## Data supplied:
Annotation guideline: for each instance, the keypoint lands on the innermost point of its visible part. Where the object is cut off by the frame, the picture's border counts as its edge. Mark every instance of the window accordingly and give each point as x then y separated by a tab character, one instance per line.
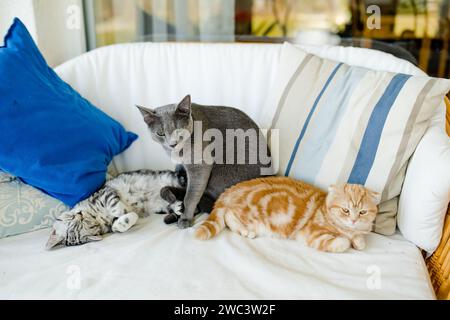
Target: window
416	30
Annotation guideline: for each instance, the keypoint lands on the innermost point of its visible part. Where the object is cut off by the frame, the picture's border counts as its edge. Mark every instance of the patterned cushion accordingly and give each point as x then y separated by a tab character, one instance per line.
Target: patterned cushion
340	123
24	208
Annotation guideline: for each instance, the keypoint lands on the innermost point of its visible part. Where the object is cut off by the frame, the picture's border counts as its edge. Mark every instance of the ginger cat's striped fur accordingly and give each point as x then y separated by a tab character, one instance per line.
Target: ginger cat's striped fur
290	209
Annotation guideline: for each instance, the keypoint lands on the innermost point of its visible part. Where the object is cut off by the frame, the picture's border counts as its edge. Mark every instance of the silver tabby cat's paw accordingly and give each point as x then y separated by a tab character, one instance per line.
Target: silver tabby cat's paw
185	223
125	222
177	208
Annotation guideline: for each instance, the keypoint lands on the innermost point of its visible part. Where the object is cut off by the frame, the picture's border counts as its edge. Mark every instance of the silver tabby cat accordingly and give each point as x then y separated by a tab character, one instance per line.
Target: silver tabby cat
116	207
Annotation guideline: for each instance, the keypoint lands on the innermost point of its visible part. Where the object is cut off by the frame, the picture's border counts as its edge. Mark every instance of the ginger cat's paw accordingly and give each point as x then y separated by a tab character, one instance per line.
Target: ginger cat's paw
359	243
339	244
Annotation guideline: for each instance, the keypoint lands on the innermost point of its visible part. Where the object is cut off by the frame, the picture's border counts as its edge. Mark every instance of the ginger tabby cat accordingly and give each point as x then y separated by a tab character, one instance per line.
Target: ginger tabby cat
290	209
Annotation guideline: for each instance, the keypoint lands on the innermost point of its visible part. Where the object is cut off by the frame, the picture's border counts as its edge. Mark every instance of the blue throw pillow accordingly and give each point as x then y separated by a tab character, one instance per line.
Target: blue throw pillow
51	137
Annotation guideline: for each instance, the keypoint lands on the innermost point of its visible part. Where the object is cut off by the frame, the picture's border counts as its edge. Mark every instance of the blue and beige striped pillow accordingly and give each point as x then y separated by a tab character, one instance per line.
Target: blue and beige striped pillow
340	123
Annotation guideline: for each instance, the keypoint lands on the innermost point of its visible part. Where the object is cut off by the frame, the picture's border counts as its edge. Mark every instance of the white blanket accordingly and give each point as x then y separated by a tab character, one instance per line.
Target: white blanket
155	261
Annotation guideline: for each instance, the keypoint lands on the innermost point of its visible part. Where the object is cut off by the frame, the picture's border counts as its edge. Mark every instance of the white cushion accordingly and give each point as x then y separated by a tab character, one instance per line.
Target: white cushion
155	261
341	123
426	191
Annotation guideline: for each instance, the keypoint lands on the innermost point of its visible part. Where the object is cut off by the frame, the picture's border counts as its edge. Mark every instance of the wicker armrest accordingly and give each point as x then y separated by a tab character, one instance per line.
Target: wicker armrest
439	263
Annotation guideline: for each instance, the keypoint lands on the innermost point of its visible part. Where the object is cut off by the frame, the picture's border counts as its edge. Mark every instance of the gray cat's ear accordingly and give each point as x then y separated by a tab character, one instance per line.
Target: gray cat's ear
94	238
148	114
184	107
54	240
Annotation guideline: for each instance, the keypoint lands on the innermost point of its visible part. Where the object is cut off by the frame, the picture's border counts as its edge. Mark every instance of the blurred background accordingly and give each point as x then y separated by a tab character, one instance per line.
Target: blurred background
416	30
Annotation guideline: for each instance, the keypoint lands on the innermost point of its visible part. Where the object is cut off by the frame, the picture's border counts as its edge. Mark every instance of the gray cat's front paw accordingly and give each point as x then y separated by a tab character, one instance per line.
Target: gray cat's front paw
184	223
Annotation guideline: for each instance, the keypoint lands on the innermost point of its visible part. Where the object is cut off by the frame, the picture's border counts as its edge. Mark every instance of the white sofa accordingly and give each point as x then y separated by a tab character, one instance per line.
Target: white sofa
156	261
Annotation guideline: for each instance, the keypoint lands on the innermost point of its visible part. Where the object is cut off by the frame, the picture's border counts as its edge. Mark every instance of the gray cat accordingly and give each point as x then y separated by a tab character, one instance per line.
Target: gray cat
168	126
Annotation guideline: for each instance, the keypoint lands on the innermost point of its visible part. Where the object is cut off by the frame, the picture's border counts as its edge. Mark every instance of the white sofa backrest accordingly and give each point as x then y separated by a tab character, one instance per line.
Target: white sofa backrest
116	78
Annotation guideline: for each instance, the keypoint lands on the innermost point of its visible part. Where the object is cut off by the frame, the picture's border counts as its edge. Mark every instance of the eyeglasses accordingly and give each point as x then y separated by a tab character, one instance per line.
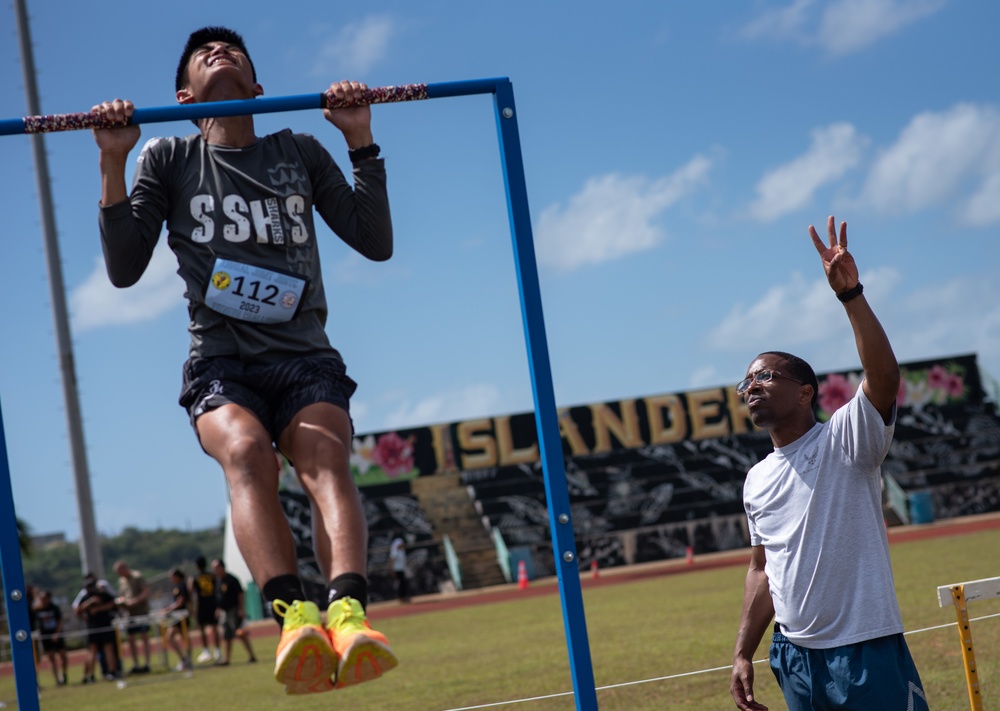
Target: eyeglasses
764	376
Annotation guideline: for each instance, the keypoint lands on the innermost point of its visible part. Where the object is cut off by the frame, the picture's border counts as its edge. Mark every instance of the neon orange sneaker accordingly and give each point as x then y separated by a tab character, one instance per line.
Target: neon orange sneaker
305	660
363	652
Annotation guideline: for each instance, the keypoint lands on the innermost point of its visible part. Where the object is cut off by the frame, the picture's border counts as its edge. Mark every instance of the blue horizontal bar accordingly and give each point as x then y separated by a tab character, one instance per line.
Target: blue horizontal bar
239	107
442	90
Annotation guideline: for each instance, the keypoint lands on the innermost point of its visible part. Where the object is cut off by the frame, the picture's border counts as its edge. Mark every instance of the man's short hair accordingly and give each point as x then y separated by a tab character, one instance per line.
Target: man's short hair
199	38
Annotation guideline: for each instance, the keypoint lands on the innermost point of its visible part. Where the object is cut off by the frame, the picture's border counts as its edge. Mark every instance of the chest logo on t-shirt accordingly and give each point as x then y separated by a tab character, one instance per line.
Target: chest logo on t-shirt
287	179
269	220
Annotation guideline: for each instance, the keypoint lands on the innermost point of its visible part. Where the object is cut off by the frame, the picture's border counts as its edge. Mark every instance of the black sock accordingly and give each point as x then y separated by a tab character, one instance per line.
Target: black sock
286	588
348	585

## Requirement:
Rewrite every one of the entries above with "keypoint" changed to "marker" wherever it occurs, keeping everything else the same. Omit the pictures from your version.

## Solution for this task:
Annotation guideline: for each instance, the marker lands on the innermost point of its visible part. Where the object is cut off by the frame, the picture's border counts as its edge. Mark every instance of the window accordingly and give each point as x then y separated by a tab character, one instance per line.
Target: window
416	30
Annotation guideline: for each instance, the marker lands on the innermost point of its visible part. Where the object is cut off by the frame, the picture's border counts as its edge. Mark every instance of the patterned cushion accordingly and give each point as x then y separated by a tab character, one instance per line.
Target: patterned cushion
340	123
24	208
Annotation guideline: for each instance, the marker lands on the innermost point of its visible part. Where the object is cut off by the frame, the picture's border counts as its edge. Mark every instance of the ginger cat's striped fur accordingly and give each point as x then y separated by a tab character, one instance per line.
Target: ginger cat's striped fur
290	209
Annotation guideline: for each instance, the marker lands on the innermost point of its visible part. Where the object is cut off by the frame, the picture's border counts as its edge. Mark every instance of the silver tabby cat's paw accordingly and give each point as x then y separated by a tab character, one instance per line.
Target: silver tabby cat's paw
185	223
125	222
177	208
Annotation guideline: for each instance, the marker lands on the innermost point of its visible part. Where the object is cut off by the frame, the picture's border counts as its edge. Mark every instance of the silver tabby cat accordingly and give each point as x then y separated by a tab character, one instance per line.
Target: silver tabby cat
116	207
Annotation guideline: for each instance, the marker lands on the innermost point of its visible part. Where the object is cut off by the frame, the picture's border counts as its edge. Mark every instance of the ginger cat's paw accordingly and give each point as x then y separated by a tab character, one instance per line.
Target: ginger cat's paw
359	243
339	244
Annotation guideline: for each instance, the marker lands on the innermost point of its visible part. Where the object is cut off by the frame, the picture's border counts as its edge. Mark every instance of the ginger tabby cat accordingly and give each point as x then y separated by a tab character, one instance per line.
Target: ginger tabby cat
290	209
Annotation guideline: for each instance, the marker lands on the innermost point of its visible part. Where the object is cut off by the frame, the picture's border counts as its edge. Mark every instance of the blue throw pillow accordingly and give each point as x then y separated by a tab character, one instance per line.
Target: blue throw pillow
51	137
Annotation guideline: for each instance, the marker lands on the innermost point of its visible part. Where the object is cut off by the frame, the picture's border counts as its edge. Mark every instance of the blue and beige striped pillow accordingly and give each point as x then y separated by a tab character, one instance per line.
Target: blue and beige striped pillow
340	123
Annotation guideline: for each instance, the marker lands on the innermost point of its visible part. Where the object is cut off by the frame, the picture's border counts as its edge. Mark every instance of the white blanket accordingly and give each point as x then y separated by a tab character, one instance per line.
Target: white blanket
155	261
Annotation guideline: for each instance, the marker lands on the innermost point of its visible part. Where the object is cut off by the frame, the picture's border counts as its edge. Mark every instance of the white cushion accordingly and give each point as x then y separated by a tab character, one instance per line.
Target: white cushion
155	261
341	123
426	191
Annotation guideline: for each instance, the marker lands on the innermost point of its visible part. Where the object is cut off by the frame, the picture's border counts as its edge. Mark every instance of the wicker armrest accordingly and give each point as x then y separated by a tab character, one instance per line.
Target: wicker armrest
439	263
Annotation guideline: for each instance, the marker lands on the innermost point of its visible part. Where the object is cut off by the frame, the picture's border counts as its edge. Mark every instance of the gray cat's ear accordingly and give each point as x then y separated by a tab character, one instance per line.
Target: gray cat's ear
94	238
148	114
184	107
54	240
Annotation guideline: for each instance, the marker lands on the innermost point of its visible part. Where the object is cut off by the frame, the picture's border counts as its edge. Mark every instance of the blurred background accordingly and give each point as x then y separated by a tab character, one instance per line.
Target: blurred background
416	30
Annotation guideline: for each instance, the marker lands on the innermost point of its visible part. Where the object is cut off by the frame, the picture's border counts as its edge. Mark every instance of the gray cat's front paw accordingly and give each point as x then y separated by a tab character, one instance per line.
Target: gray cat's front paw
184	223
Annotation guideline: for each instance, the marker lands on the innermost point of its visible part. Where the object is cut off by the frame, the picture's border counts as its edge. Mark every instance of the white sofa accordingly and give each point as x then y separated by a tab character, one instance per line.
Target: white sofa
156	261
Annotation guideline: for each instance, the marker lands on the innermost point of its visible part. Where the object is cut off by the frame, the picture's border counts as its edge. Mark every instance of the gray cat accordingly and give each point as x then y separated by a tab character, one instance per line.
Target: gray cat
168	126
Annotation guideline: for each instance, the marker lands on the innermost point of its visible part. Where the object is cut off by the frame, the picture's border counts as its edge. Mark every instance of the white sofa backrest accordingly and give each point as x then y separated by a tab character, one instance per line.
Target: white sofa backrest
116	78
Annotation guideline: for each instance, the marker lands on the innermost point of its visible part. Where the object is cut off by the frame, the picture's border counts as its edge. Mark every instance of the eyeglasses accordingly and give each point as x then y separated by a tab character, one instance per line.
Target: eyeglasses
764	376
Annotation guideline: for each instance, the marker lands on the innermost point of its visible part. Where the object is cut off by the frame, the picture's border counts as its edge. Mark every instance of the neon orange sneaker accordingly and give each point as x then y separated by a tab character, one instance per line.
Target: neon orange sneaker
305	660
363	652
Annotation guideline: for each instance, the marker lands on the innermost point of its visible part. Where the object is cut off by the frame, the picture's border counts as its edge. Mark every instance of the blue horizontal bar accordingly and give each point as x then y separated by a tab character, one instance per line.
Target: blue horizontal bar
239	107
442	90
Annotation guideline: for each instance, the marker lands on the innermost point of its visible part. Where the object is cut off by the frame, the picture's border counts as its edge. Mark every instance of the man's short hair accordingly and give each point as x then y separated by a tab character, one instance per line.
Target: man's short hair
199	38
Annotation guideline: for each instance, the marker lands on the innermost point of its visible part. Where the object is cut off by the frame, the picture's border counts as its edge. Mark every instance of the chest logo on t-shirt accordingly and give each point as x then y separated by a tab character, one instance per line.
Target: chest logo on t-shirt
287	179
269	220
Annotation guideline: for each instance, the marker lands on the innermost point of its visible part. Where the object is cut off by the frame, the picture's border counts as its edge. Mark every instance of the black sock accordingly and give each point as x then y separated by a tab character, one instance per line.
Target: black sock
286	588
348	585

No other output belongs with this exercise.